-- Work to be completed --
Extract each record and reproduce it exactly.

<<<<

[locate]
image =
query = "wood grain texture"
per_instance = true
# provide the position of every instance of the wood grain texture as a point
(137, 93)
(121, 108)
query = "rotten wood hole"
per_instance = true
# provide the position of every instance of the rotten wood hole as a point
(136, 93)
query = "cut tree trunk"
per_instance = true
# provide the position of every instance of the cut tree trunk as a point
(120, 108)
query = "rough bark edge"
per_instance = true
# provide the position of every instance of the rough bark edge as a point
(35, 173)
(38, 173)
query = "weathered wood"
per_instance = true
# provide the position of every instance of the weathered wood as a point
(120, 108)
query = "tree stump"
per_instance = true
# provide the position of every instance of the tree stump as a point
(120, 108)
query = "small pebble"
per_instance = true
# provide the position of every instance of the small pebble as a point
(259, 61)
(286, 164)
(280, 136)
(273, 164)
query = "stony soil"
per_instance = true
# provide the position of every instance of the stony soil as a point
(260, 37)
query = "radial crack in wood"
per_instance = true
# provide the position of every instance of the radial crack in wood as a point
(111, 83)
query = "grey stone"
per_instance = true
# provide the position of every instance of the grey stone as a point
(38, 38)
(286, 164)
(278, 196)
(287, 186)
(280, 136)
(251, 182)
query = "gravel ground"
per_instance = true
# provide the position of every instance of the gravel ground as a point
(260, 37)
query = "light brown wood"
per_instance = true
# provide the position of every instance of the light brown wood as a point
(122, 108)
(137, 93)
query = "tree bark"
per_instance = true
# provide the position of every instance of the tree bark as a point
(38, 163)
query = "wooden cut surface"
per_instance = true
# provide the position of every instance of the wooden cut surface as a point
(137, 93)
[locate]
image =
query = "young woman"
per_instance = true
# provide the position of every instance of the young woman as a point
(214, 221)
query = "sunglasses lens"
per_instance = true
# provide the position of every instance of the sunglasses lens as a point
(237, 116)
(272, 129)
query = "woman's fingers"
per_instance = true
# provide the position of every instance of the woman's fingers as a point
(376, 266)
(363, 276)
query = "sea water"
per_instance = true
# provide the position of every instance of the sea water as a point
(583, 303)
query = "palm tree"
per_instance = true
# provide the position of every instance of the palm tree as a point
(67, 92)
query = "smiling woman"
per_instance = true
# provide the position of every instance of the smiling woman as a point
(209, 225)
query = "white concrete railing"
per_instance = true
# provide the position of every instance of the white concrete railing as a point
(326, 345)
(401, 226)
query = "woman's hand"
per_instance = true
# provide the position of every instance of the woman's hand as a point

>>>>

-- Answer to the task --
[locate]
image =
query = "wood grain texture"
per_instance = true
# provide the position of every instance of the wood grain texture as a point
(137, 93)
(121, 108)
query = "rotten wood hole"
per_instance = true
# provide the position of every instance of the rotten wood hole as a point
(136, 93)
query = "cut tree trunk"
per_instance = true
# provide the position of every instance of the cut tree trunk as a point
(120, 108)
query = "rough bark edge"
per_instance = true
# provide the position of every instance of the rough bark edge as a point
(35, 173)
(38, 173)
query = "weathered wood"
per_instance = true
# provide the position of every instance of the weathered wood as a point
(120, 108)
query = "tree stump"
per_instance = true
# provide the position of every instance of the tree stump as a point
(120, 108)
query = "small pebble"
per_instance = true
# provide the position of every instance of the small pebble as a point
(259, 61)
(286, 164)
(280, 136)
(273, 164)
query = "stony soil"
per_instance = true
# provide the position of every instance of the stony soil as a point
(260, 37)
query = "radial crack in wood"
per_instance = true
# provide the position of every instance of the radial crack in wood as a point
(111, 83)
query = "grey stone"
per_instance = true
# provide the position of every instance of the grey stone as a point
(38, 38)
(286, 164)
(278, 196)
(287, 186)
(280, 136)
(251, 182)
query = "gravel ground"
per_instance = true
# provide the position of every instance of the gravel ground as a point
(260, 37)
query = "light brown wood"
per_instance = true
# provide the position of every instance of the light brown wood as a point
(122, 108)
(137, 93)
query = "tree bark"
per_instance = true
# provide the position of every instance of the tree bark as a point
(38, 163)
query = "wooden cut surface"
per_instance = true
# provide the position of every instance of the wooden cut surface as a point
(137, 93)
[locate]
image =
query = "young woman"
per_instance = true
# provide the position of every instance of the young woman as a point
(214, 221)
query = "sunglasses lens"
per_instance = true
# provide the position of every instance of the sunglasses lens as a point
(237, 116)
(272, 129)
query = "woman's fingers"
per_instance = true
# provide the position of every instance of the woman's fingers as a point
(376, 266)
(363, 276)
query = "sea water"
per_instance = true
# provide the position of every instance of the sea water as a point
(583, 303)
query = "palm tree"
per_instance = true
# provide the position of every instance of the palm tree as a point
(67, 92)
query = "smiling woman"
per_instance = true
# provide the position of every instance of the smiling woman as a point
(209, 225)
query = "white concrete railing"
per_instance = true
# provide the position of every instance of the white concrete railing as a point
(326, 345)
(401, 226)
query = "woman's hand"
per_instance = true
# provide the position of every instance of the woman's hand as a point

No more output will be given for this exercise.